▸ Selected text:
>>>
The slide below is one from a presentation that I’ll be giving alongside Ross McGill (@TeacherToolkit) as we talk about Rethinking Leadership.

Graded Lesson Observations

It will become another iconic Dylan Wiliam quote, “Learning takes place over time whilst a lesson occurs at a particular time”.  My current favourite definition of learning is from Make It Stick (2014) Brown, Roediger & McDaniel, “… we mean acquiring knowledge and skills and having them readily available from memory so you can make sense of future problems and opportunities”.

The difficulty of making judgments about the quality of teaching in a lesson is we can’t be sure what pupils will retain in their long term memory over time; what most observers want to see, learning, won’t be apparent.  Allied to that, teachers having a natural fluctuation in the quality of lesson they teach; teachers tended to be more highly graded when observed teaching higher attaining classes and observers have biases and vary in what they think good looks like.  Serendipity has a massive part to play in the lesson a teacher is seen teaching and what grade an observer awards.  The whole process is emotionally charged; teachers can believe they are the grade given, “I’m an outstanding/inadequate teacher”.

Thinking about an average size secondary school with 70 teachers being observed twice a year with the write up and feedback could easily equate to 350 of work (five hours per teacher) of senior leadership time in addition to the distraction and stress for a classroom teacher.  For a senior leader, teaching three days a week, the 350 hours equals over half a year’s work to generate unreliable data that you can’t really draw any valid conclusions from.

A simple, cost effective alternative might be to ask, “What area of your classroom practice would you most like to develop this year?  Why have you chosen that and what would be the best way to help you develop?”

Frequent Aggregated Grade/Level Data Drops

I’m now pretty much of the opinion that most of the aggregated data schools collect every six weeks is pretty much garbage; certainly once it’s been converted into a single letter or number to enter into a school’s management information system.  The letters/numbers entered assess too small a part of the subject syllabus/curriculum to mean very much and the regularity of collection fails to account for the fact that pupils don’t make massive jumps in grades/levels every few weeks.  Pupils learning and subsequent progress is not linear but can be static, dynamic, stuttering over the course of a year.

There are substantial time restraints on teachers when collecting the data regularly (schools can request it as often as six weekly); standardisation and moderation are likely to be minimal or non-existent.  The conclusions senior leaders want to make about attainment and subsequent progress between two pretty unreliable data points appears increasingly as a fool’s errand.

The time taken per data drop for a teacher across multiple subjects/classes could equate to 20 to 30 hours of marking and data entry.  With six data drops a year we are talking between 120 to 150 hours per annum.  Back to our seventy staff school and that is 8,400 to 10,500 hours.  Or put another way, the full directed hours allocation of seven to eight full time teachers.  Add in the time of senior leaders agonising over and analysing the data and the high workload and financial costs become apparent.
<<<
▸ Dataset entries:
>>>
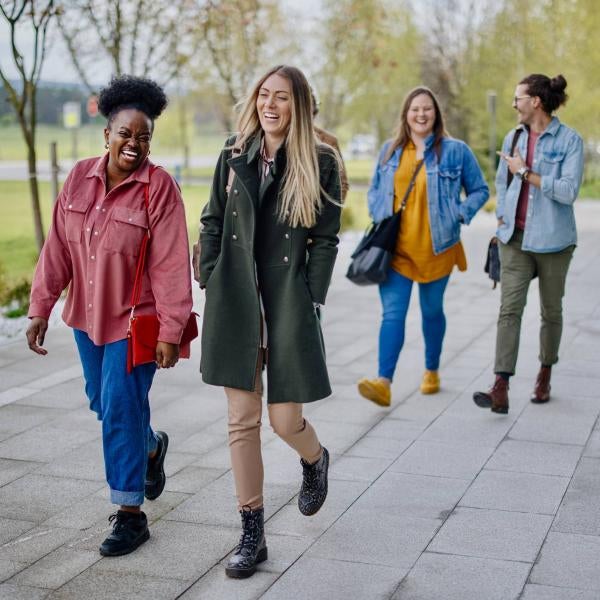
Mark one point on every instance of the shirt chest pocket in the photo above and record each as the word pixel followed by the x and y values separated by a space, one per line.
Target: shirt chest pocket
pixel 125 230
pixel 75 212
pixel 449 183
pixel 552 162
<<<
▸ Written exercise 1: According to the text on school leadership, why is most of the aggregated data that schools collect every six weeks of little value? Answer in one to three sentences.
▸ Written exercise 2: In the text on school leadership, rewrite the passage between "Frequent Aggregated Grade/Level" and "course of a year.", inclusive, replacing "garbage" with "worthless".
The listing is not needed for this work.

▸ Correct response 1: The letters or numbers entered assess too small a part of the subject syllabus or curriculum to mean very much. Collecting them that often also ignores the fact that pupils don't make massive jumps in grades or levels every few weeks.

▸ Correct response 2:
Frequent Aggregated Grade/Level Data Drops

I’m now pretty much of the opinion that most of the aggregated data schools collect every six weeks is pretty much worthless; certainly once it’s been converted into a single letter or number to enter into a school’s management information system.  The letters/numbers entered assess too small a part of the subject syllabus/curriculum to mean very much and the regularity of collection fails to account for the fact that pupils don’t make massive jumps in grades/levels every few weeks.  Pupils learning and subsequent progress is not linear but can be static, dynamic, stuttering over the course of a year.